Of the 1,375 Muslim residents of the village, only about 100 returned. The others were either dead or fled abroad. Those who did return couldn’t find jobs, and their children were taught about the heroic deeds of Karadzic and his comrades in schools. Malagic lives at her sister’s apartment in Sarajevo, often visiting her house in Republika Srpska to check on its condition. But she’s too uncomfortable to stay for long periods.

More than 20 years after the end of Bosnia’s war, Karadzic will learn his fate on Thursday when U.N. judges deliver verdicts in his trial at The Hague, Netherlands. Judges have taken more than a year to deliberate and reach verdicts on the 11-count indictment. Prosecutors have requested life imprisonment.

In the Bosnian Serb ministate carved out after the war ended, his trial is seen by his supporters as an international plot against Serbs and their hero.

Last weekend, current Bosnian Serb leader Milorad Dodik opened a student dormitory named after Karadzic and had Karadzic’s daughter and wife unveil the plaque.

Speaking at the opening, Dodik called the trial “humiliating” and said those who fail to understand why Karadzic is hailed this way are “shallow-minded.” His words were followed by resounding applause.

> [TO DO]: Can you write out the passage from the text on Karadzic's trial, starting with "In the Bosnian" and going on through "by resounding applause."?

> [Collected data entries]:
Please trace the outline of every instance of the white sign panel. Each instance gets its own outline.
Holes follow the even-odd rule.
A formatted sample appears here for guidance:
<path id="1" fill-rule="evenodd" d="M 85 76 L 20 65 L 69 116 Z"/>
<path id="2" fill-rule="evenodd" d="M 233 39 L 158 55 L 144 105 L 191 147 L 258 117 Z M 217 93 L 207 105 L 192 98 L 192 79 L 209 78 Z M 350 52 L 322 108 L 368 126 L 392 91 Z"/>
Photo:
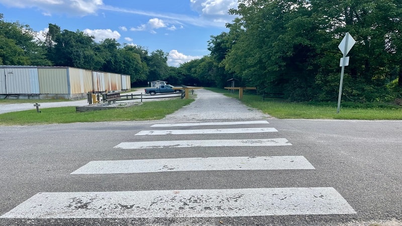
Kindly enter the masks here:
<path id="1" fill-rule="evenodd" d="M 349 32 L 346 32 L 345 37 L 342 39 L 341 44 L 338 46 L 338 48 L 341 50 L 341 52 L 343 53 L 344 56 L 346 56 L 349 53 L 349 51 L 353 47 L 356 41 L 353 39 L 353 38 L 349 34 Z"/>
<path id="2" fill-rule="evenodd" d="M 342 67 L 342 66 L 348 66 L 349 65 L 349 57 L 345 57 L 346 59 L 345 60 L 345 65 L 343 65 L 343 57 L 341 58 L 341 62 L 339 62 L 339 66 Z"/>

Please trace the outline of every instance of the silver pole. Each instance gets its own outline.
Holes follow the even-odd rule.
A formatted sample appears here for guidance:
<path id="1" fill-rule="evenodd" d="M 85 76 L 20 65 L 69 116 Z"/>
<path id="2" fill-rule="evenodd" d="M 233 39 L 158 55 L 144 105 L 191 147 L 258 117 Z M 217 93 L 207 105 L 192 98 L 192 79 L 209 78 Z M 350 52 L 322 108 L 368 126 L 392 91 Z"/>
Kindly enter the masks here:
<path id="1" fill-rule="evenodd" d="M 341 82 L 339 84 L 339 94 L 338 97 L 338 109 L 336 110 L 337 114 L 339 113 L 341 108 L 341 96 L 342 94 L 342 84 L 343 83 L 343 72 L 345 71 L 345 64 L 346 63 L 346 51 L 348 49 L 348 37 L 347 33 L 345 36 L 346 40 L 345 42 L 345 49 L 343 50 L 343 58 L 342 58 L 342 69 L 341 71 Z"/>

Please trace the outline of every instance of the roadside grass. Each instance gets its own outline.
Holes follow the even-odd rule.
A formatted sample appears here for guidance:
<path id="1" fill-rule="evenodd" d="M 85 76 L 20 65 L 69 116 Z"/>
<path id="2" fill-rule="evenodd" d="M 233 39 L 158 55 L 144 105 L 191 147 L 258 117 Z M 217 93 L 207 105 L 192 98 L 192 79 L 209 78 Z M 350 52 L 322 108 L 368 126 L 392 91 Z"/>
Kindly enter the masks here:
<path id="1" fill-rule="evenodd" d="M 76 112 L 75 106 L 41 108 L 0 114 L 0 125 L 32 125 L 38 124 L 90 123 L 130 121 L 157 120 L 163 118 L 193 99 L 175 99 L 149 101 L 123 108 Z"/>
<path id="2" fill-rule="evenodd" d="M 207 89 L 239 98 L 238 91 L 231 94 L 224 89 L 207 88 Z M 278 119 L 402 120 L 402 106 L 386 103 L 364 104 L 341 102 L 340 112 L 337 114 L 337 102 L 291 102 L 276 98 L 265 98 L 263 101 L 261 96 L 247 92 L 243 93 L 241 101 L 247 106 L 259 109 Z"/>
<path id="3" fill-rule="evenodd" d="M 131 89 L 122 92 L 122 93 L 133 92 L 139 88 L 132 88 Z M 85 99 L 82 98 L 80 99 Z M 63 102 L 77 100 L 76 99 L 71 100 L 68 99 L 0 99 L 0 103 L 13 104 L 13 103 L 47 103 L 49 102 Z"/>
<path id="4" fill-rule="evenodd" d="M 13 103 L 46 103 L 49 102 L 70 101 L 71 100 L 72 100 L 67 99 L 0 99 L 0 103 L 10 104 Z"/>

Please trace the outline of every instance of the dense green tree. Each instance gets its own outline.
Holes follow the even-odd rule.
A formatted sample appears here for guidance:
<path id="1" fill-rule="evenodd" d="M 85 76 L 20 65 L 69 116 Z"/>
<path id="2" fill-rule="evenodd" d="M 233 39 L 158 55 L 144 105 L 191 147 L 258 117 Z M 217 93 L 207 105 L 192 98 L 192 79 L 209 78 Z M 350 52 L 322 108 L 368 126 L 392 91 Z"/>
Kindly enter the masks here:
<path id="1" fill-rule="evenodd" d="M 227 71 L 260 90 L 283 91 L 293 100 L 331 100 L 339 87 L 337 46 L 348 32 L 357 43 L 344 94 L 353 100 L 380 100 L 386 85 L 402 76 L 401 9 L 395 0 L 241 0 L 230 11 L 238 18 L 221 35 L 227 40 L 214 37 L 210 49 L 218 62 L 217 56 L 226 54 L 220 65 Z"/>
<path id="2" fill-rule="evenodd" d="M 146 58 L 146 63 L 149 69 L 148 78 L 149 80 L 164 80 L 167 77 L 167 56 L 168 54 L 161 50 L 151 53 Z"/>
<path id="3" fill-rule="evenodd" d="M 44 50 L 28 26 L 4 20 L 0 14 L 0 63 L 10 65 L 49 65 Z"/>

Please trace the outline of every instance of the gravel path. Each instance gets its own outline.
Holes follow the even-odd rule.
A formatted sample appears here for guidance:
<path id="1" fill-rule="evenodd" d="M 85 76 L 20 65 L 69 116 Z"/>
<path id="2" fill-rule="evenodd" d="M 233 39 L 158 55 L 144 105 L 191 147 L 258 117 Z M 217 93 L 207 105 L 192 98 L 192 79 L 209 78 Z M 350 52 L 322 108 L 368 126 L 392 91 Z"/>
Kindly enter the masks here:
<path id="1" fill-rule="evenodd" d="M 206 89 L 196 89 L 195 100 L 161 121 L 169 123 L 252 120 L 270 118 L 260 110 L 248 107 L 236 99 Z M 191 94 L 190 94 L 191 95 Z"/>

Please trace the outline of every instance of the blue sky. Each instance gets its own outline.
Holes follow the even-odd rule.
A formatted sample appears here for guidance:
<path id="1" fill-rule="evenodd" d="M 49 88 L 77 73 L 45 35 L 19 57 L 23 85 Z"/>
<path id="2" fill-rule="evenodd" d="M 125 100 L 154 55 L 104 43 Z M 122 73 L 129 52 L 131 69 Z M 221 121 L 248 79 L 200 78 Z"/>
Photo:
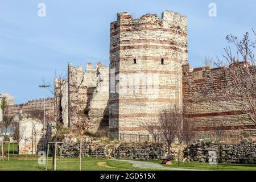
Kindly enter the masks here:
<path id="1" fill-rule="evenodd" d="M 38 16 L 41 2 L 46 17 Z M 208 15 L 212 2 L 217 17 Z M 11 93 L 18 104 L 52 96 L 38 85 L 52 81 L 55 72 L 66 73 L 69 60 L 108 65 L 109 24 L 118 12 L 187 15 L 188 60 L 197 67 L 206 55 L 221 56 L 226 35 L 241 37 L 255 28 L 255 8 L 253 0 L 0 0 L 0 93 Z"/>

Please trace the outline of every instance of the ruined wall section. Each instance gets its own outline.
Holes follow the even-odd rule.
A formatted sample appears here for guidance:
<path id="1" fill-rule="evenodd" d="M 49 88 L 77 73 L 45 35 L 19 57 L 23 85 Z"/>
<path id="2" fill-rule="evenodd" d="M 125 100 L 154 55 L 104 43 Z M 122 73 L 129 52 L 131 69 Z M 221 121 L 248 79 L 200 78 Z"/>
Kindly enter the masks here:
<path id="1" fill-rule="evenodd" d="M 222 68 L 193 69 L 188 64 L 183 66 L 183 72 L 188 73 L 183 77 L 183 110 L 187 111 L 189 122 L 196 127 L 198 138 L 214 139 L 213 126 L 220 121 L 225 130 L 224 140 L 226 142 L 256 138 L 255 125 L 241 112 L 241 105 L 232 101 L 214 100 L 215 95 L 225 89 L 229 80 Z M 188 82 L 188 78 L 192 80 Z M 207 89 L 210 97 L 205 97 L 208 100 L 201 99 Z"/>
<path id="2" fill-rule="evenodd" d="M 68 110 L 71 123 L 72 119 L 76 119 L 71 117 L 72 109 L 84 108 L 86 113 L 89 112 L 89 101 L 97 85 L 96 69 L 92 64 L 86 64 L 85 70 L 84 72 L 81 65 L 74 68 L 71 63 L 68 63 Z"/>
<path id="3" fill-rule="evenodd" d="M 109 73 L 109 67 L 98 63 L 97 85 L 89 103 L 89 116 L 92 119 L 94 131 L 108 131 Z"/>
<path id="4" fill-rule="evenodd" d="M 113 138 L 119 139 L 123 133 L 146 133 L 143 123 L 157 122 L 160 110 L 181 105 L 181 65 L 187 61 L 187 19 L 169 11 L 163 13 L 162 19 L 155 14 L 133 19 L 121 13 L 110 26 L 110 72 L 114 72 L 113 82 L 119 92 L 110 91 L 109 128 Z M 139 77 L 139 92 L 130 89 L 132 81 L 122 85 L 131 76 Z M 154 76 L 158 82 L 152 89 L 156 82 L 151 82 Z M 146 89 L 142 91 L 142 88 Z"/>
<path id="5" fill-rule="evenodd" d="M 19 154 L 38 154 L 46 147 L 42 122 L 27 114 L 20 114 L 19 118 L 19 132 L 23 136 L 19 142 Z"/>
<path id="6" fill-rule="evenodd" d="M 0 104 L 2 104 L 2 101 L 5 100 L 6 101 L 6 105 L 9 106 L 14 105 L 15 104 L 14 97 L 9 93 L 3 93 L 0 94 Z M 3 120 L 3 111 L 0 107 L 0 122 Z"/>
<path id="7" fill-rule="evenodd" d="M 69 120 L 72 109 L 84 109 L 92 119 L 93 131 L 107 130 L 108 126 L 109 67 L 98 63 L 94 68 L 92 63 L 86 65 L 85 71 L 82 66 L 73 67 L 68 65 L 68 100 Z"/>
<path id="8" fill-rule="evenodd" d="M 54 120 L 54 99 L 46 98 L 46 121 Z M 44 117 L 44 99 L 34 100 L 22 104 L 11 105 L 9 107 L 11 116 L 17 113 L 30 114 L 32 117 L 43 120 Z"/>

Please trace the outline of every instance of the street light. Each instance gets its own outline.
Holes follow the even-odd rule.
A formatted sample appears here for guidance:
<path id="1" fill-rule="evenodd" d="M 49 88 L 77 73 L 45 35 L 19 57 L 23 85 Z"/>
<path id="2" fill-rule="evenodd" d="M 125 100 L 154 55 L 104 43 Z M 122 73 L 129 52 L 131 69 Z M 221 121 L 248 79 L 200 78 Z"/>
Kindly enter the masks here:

> [THE COMPLETED TASK]:
In the Bosnian Serb ministate carved out after the war ended, his trial is seen by his supporters as an international plot against Serbs and their hero.

Last weekend, current Bosnian Serb leader Milorad Dodik opened a student dormitory named after Karadzic and had Karadzic’s daughter and wife unveil the plaque.

Speaking at the opening, Dodik called the trial “humiliating” and said those who fail to understand why Karadzic is hailed this way are “shallow-minded.” His words were followed by resounding applause.